Wednesday, 17 September 2008

What I did over the summer....

I realise that I haven't been keeping my readership (!) up to date.

Ceremony number 12. This is the one I was assessed for accreditation. It was fairly short notice, but a lovely lady, telling the life story of her aged and lovely Mum.

This would have been one that I'd have chosen for accreditation as, apart from a problem with flowers at the beginning, it all went smoothly.

Then came number 13. The hospice lady, whose illness progressed before I could get to meet her. This was tough.

Perhaps I should explain. My Mum died nearly two years ago. This lady had the same name, was roughly the same age and also died of cancer. She had three daughters (I'm one of three girls) and there was just something about this family that I really liked. Because I'd been involved before she died, I got a call very soon after her death and ended up meeting the family less than 48 hours after the poor lady had gone. It was all a bit raw.

The ceremony went really well, there were lovely tributes from family members and a work colleague. At one point, during the ceremony, I thought I was going to lose it, as I looked across the chapel and saw one of the grandchildren sobbing his heart out. But I held it together.

Afterwards, I was standing next to the funeral director who asked me if I was okay. I answered yes (what else does one answer?). The FD then said it looked as though I was a bit tired (Thanks!) and wondered if this was affecting me a bit more than usual. I swung around, so that nobody else could see the tears come to my eyes, as I explained about my Mum. I then spent the next five minutes apologising for being unprofessional etc. A tough one.

Number 14 was almost the opposite, another one of those where I felt that I cared more than the family. I hadn't been able to have a visit, just a few phone calls with family members who weren't particularly forthcoming. Considering that this lady was young enough to have both parents alive, it seemed particularly sad to me that so little effort was being made.

[Collected data]
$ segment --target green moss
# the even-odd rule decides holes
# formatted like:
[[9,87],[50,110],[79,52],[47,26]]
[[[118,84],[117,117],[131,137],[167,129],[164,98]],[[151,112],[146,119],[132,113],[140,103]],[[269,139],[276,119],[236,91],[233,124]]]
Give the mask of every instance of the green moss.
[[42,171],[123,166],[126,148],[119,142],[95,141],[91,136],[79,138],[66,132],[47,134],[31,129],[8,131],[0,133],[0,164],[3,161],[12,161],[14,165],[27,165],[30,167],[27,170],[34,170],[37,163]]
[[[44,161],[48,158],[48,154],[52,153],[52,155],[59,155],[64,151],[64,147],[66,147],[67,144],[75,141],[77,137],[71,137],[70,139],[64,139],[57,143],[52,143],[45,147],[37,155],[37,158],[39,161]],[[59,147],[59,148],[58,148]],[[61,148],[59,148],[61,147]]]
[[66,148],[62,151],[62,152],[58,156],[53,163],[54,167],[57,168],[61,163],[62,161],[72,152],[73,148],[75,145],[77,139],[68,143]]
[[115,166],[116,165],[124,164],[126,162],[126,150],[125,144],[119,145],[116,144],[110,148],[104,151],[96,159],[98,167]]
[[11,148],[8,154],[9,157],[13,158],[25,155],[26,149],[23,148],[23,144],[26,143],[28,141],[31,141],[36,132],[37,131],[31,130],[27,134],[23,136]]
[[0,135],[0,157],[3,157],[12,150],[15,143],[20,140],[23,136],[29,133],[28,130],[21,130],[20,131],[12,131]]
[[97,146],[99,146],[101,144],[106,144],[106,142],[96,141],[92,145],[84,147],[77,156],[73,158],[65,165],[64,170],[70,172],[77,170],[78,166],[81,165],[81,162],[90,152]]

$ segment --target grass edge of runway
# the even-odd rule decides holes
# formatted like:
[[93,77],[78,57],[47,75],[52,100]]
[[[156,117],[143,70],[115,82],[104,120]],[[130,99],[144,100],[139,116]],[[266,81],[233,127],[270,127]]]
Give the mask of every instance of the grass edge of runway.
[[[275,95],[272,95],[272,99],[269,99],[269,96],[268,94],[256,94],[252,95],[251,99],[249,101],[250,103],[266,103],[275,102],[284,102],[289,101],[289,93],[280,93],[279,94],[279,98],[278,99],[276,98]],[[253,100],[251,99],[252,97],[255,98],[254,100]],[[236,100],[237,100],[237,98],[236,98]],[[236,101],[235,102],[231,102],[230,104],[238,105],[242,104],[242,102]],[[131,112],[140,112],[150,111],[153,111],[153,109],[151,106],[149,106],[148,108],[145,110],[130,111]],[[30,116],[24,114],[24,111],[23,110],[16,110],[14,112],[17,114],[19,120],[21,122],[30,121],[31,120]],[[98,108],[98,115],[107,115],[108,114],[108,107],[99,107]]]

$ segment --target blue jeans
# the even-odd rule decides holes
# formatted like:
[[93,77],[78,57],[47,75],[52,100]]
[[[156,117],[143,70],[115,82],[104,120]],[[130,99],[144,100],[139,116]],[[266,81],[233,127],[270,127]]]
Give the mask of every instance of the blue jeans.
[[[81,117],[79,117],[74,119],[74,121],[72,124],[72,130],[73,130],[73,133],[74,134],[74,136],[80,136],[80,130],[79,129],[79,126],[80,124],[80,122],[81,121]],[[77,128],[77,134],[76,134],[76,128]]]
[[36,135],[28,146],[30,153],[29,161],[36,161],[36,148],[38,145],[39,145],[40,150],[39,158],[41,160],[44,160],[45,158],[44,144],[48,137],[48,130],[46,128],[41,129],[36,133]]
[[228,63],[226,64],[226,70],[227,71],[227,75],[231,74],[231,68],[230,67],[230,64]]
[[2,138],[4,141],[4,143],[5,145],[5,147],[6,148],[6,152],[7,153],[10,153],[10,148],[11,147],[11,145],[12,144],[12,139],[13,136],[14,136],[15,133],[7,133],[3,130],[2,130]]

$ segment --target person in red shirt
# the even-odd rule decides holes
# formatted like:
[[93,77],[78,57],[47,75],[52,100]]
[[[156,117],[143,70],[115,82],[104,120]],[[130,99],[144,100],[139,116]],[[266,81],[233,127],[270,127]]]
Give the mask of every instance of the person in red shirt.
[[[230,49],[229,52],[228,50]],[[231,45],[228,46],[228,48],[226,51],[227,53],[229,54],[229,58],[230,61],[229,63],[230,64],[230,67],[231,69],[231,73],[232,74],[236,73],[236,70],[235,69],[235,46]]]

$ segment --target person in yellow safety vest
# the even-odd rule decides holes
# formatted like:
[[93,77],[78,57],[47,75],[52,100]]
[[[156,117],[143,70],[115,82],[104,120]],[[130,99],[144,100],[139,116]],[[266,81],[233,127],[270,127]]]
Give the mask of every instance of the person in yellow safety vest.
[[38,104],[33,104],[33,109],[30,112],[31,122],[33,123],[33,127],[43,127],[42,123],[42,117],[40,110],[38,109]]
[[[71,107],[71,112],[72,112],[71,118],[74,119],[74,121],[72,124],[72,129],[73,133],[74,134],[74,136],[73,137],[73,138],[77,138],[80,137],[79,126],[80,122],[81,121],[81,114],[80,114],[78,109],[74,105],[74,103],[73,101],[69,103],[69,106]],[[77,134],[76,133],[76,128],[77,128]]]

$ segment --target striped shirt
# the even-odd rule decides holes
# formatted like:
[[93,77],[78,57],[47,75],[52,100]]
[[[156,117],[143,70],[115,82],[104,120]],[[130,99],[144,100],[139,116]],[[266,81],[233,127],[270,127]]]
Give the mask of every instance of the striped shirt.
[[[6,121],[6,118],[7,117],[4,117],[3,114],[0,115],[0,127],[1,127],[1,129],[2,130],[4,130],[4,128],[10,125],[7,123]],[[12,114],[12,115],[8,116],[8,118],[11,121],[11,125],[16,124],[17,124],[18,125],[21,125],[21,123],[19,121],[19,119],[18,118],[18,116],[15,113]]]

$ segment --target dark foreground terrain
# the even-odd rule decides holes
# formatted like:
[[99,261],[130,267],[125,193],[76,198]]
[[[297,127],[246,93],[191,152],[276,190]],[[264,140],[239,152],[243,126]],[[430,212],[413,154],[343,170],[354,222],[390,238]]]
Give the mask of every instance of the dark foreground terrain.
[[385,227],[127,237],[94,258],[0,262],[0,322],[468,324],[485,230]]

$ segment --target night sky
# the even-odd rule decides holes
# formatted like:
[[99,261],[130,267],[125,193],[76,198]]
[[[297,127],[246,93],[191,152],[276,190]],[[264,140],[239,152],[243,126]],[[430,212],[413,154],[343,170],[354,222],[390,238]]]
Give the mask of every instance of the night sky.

= Work required =
Please extend the blog post about leading funeral ceremonies, picking up right after its last sentence.

= Written response =
There were tears during the ceremony, but afterwards, the deceased's father just wanted to tell us about all of his war experiences, rather than his daughter. Maybe that was his way of dealing with grief. Maybe the deceased was a complete cow. Maybe it's best not to speculate.

Number 15 was another lady, but this time an elderly lady (she of the funny, see post below). We nearly hit a problem with this one. After all,these are non-religious funerals and the chief mourner wanted this poem all about heaven. I could understand the sentiment; wanting to give comfort to those left behind but I objected, publicly for the reason that it was all about heaven, and privately for the reason that it had a definite touch of the Rupert Bears about it. In the end, however, we compromised. I said that she could have it in the ceremony, but that I wouldn't say it. She had her sister-in-law read it instead and everyone seemed happy. Very happy, in fact. I got invited to a wedding on the back of it. I declined - they were lovely people but I don't know them, they don't know me and they certainly wouldn't want to see me drunk!